Could you output everything in the listing from the line containing "Target: young man" down to the line containing "[[[33,94],[30,91],[23,91],[15,94],[17,103],[30,103],[33,101]]]", both included, as a JSON list of strings with one string per line and blank lines omitted?

Listed records:
<<<<

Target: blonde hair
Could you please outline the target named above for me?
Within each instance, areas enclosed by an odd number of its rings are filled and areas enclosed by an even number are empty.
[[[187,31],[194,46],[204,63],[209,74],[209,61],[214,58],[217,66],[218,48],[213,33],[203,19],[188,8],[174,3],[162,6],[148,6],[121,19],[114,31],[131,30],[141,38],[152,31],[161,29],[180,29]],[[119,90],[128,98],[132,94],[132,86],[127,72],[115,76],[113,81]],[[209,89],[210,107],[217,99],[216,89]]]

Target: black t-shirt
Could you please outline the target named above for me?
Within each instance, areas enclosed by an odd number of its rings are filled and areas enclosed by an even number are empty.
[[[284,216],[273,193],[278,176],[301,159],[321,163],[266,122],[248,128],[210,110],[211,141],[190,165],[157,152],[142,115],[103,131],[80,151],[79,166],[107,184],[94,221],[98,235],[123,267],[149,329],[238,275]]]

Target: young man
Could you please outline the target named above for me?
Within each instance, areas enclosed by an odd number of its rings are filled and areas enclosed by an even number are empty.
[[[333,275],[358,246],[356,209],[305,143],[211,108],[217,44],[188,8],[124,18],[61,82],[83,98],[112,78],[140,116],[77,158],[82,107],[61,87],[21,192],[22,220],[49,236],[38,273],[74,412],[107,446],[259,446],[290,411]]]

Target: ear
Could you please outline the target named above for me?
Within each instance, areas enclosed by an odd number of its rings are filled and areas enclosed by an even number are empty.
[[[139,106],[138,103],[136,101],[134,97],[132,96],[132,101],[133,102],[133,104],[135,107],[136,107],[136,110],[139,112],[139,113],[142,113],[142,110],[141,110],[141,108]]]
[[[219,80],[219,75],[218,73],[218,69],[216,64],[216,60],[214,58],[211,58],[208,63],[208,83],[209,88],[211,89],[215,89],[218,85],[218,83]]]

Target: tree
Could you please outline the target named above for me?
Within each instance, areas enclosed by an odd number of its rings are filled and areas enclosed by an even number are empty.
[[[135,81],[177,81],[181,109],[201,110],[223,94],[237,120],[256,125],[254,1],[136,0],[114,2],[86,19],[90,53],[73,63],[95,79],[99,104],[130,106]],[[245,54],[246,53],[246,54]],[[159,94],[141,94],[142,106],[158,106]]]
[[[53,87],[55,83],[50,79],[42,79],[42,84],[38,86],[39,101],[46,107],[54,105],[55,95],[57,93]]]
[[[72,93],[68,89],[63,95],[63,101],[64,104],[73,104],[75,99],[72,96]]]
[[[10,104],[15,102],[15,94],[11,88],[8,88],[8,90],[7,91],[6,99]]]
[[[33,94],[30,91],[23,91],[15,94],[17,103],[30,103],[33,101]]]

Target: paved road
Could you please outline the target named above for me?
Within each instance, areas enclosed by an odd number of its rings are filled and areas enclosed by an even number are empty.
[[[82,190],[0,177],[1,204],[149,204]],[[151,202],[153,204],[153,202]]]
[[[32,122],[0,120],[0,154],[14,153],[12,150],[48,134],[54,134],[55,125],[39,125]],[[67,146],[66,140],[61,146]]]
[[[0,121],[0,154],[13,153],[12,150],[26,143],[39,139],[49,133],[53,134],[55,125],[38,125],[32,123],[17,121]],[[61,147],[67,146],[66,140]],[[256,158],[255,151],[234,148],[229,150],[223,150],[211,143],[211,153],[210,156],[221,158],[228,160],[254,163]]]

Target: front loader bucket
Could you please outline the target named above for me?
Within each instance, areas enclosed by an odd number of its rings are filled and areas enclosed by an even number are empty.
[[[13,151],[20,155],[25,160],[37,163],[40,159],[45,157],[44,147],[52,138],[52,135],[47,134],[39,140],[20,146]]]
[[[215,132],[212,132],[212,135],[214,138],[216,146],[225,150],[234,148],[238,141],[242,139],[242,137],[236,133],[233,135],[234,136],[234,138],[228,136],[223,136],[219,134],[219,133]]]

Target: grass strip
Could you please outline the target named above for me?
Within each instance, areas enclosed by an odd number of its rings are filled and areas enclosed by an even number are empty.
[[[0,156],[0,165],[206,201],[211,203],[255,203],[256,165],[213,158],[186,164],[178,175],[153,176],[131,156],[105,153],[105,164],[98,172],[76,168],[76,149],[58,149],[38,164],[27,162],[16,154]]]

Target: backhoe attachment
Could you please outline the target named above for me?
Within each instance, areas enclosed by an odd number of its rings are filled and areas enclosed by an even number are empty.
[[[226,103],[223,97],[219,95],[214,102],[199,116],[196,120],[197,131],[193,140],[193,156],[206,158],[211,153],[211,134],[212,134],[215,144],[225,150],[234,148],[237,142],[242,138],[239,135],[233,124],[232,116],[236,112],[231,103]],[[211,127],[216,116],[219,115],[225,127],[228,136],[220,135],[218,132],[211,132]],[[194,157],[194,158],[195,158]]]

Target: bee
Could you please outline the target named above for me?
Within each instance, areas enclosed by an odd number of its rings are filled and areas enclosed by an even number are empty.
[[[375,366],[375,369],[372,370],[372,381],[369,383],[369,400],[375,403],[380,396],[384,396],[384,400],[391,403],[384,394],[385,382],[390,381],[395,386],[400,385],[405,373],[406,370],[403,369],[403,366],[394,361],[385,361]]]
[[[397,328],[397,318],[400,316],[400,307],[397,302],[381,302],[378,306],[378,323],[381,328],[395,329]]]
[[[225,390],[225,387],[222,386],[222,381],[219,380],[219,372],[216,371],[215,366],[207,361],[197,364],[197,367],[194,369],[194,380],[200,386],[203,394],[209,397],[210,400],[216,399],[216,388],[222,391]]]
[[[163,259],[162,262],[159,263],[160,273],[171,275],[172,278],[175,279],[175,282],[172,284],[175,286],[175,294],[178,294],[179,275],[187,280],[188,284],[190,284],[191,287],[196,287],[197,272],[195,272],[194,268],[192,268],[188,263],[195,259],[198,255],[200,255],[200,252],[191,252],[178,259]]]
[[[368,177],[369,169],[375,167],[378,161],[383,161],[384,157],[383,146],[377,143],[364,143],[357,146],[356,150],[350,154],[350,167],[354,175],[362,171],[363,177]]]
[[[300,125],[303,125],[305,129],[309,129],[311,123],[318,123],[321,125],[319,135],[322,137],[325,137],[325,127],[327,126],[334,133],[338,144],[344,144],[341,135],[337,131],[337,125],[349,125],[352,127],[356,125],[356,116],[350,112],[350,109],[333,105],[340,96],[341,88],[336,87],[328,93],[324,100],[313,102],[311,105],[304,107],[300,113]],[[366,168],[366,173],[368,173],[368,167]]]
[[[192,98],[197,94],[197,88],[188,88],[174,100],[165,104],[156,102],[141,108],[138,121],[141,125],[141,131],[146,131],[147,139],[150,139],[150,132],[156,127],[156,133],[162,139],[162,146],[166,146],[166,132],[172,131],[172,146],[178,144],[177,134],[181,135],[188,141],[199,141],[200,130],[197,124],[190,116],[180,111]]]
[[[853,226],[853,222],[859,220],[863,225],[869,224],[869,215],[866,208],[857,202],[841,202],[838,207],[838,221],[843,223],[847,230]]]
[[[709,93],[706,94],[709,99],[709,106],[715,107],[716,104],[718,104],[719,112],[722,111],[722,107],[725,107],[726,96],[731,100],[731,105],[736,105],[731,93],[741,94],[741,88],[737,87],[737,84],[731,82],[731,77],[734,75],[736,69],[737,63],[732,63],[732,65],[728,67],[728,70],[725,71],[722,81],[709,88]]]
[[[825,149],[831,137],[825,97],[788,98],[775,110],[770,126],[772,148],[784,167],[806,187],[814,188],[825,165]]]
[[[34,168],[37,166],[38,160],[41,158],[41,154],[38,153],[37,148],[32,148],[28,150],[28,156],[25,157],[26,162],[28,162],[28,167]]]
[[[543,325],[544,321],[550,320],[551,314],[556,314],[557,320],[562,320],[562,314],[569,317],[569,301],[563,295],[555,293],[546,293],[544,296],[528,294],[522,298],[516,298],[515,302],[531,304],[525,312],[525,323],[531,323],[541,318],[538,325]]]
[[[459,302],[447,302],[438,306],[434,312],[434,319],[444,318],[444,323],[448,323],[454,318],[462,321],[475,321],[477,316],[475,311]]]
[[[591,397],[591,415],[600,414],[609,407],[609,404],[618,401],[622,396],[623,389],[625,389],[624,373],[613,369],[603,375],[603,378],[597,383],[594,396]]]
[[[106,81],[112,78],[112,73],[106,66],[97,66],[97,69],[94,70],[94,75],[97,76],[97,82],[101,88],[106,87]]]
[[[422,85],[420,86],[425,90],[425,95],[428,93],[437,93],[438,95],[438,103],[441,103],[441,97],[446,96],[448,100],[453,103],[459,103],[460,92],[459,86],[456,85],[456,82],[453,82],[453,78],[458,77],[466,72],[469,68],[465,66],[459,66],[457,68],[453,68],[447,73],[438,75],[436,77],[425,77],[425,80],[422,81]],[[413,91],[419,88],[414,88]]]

>>>>

Problem solution:
[
  "Target: young man",
  "Could you please outline the target named above for me?",
  "Within each instance, areas enclosed by an odd number of its rings are filled and areas enclosed by an even number are empty.",
  "[[[333,275],[358,246],[356,209],[305,143],[211,108],[217,44],[188,8],[124,18],[61,82],[83,98],[112,78],[140,116],[77,158],[82,107],[61,87],[21,192],[22,220],[49,236],[38,273],[74,412],[107,446],[259,446],[290,411]]]",
  "Target: ear",
  "Could you please outline the target named above for me?",
  "Within each instance, areas enclosed by an odd number of its rings are filled and areas enclosed by an even number are empty.",
  "[[[139,106],[138,103],[136,101],[134,97],[132,96],[132,101],[133,102],[133,104],[135,107],[136,107],[136,110],[139,112],[139,113],[142,113],[142,110],[141,110],[141,108]]]",
  "[[[219,80],[219,75],[218,73],[218,69],[216,64],[216,60],[214,58],[211,58],[208,63],[208,83],[209,88],[211,89],[215,89],[218,85],[218,83]]]",
  "Target: tree",
  "Could you please outline the target named above for me?",
  "Within each instance, areas enclosed by an odd number of its rings are filled and areas enclosed by an even number are empty.",
  "[[[135,81],[177,81],[181,109],[201,110],[223,94],[237,120],[256,125],[254,1],[136,0],[114,2],[86,19],[90,53],[73,63],[95,79],[99,104],[130,106]],[[245,54],[246,53],[246,54]],[[159,94],[141,94],[142,106],[158,106]]]",
  "[[[53,87],[55,83],[50,79],[42,79],[42,84],[38,86],[39,101],[46,107],[54,105],[55,95],[57,93]]]",
  "[[[72,93],[68,89],[63,95],[63,101],[64,104],[73,104],[75,99],[72,96]]]",
  "[[[10,104],[15,102],[15,94],[11,88],[8,88],[8,90],[7,91],[6,99]]]",
  "[[[33,94],[30,91],[23,91],[15,94],[17,103],[30,103],[33,101]]]"
]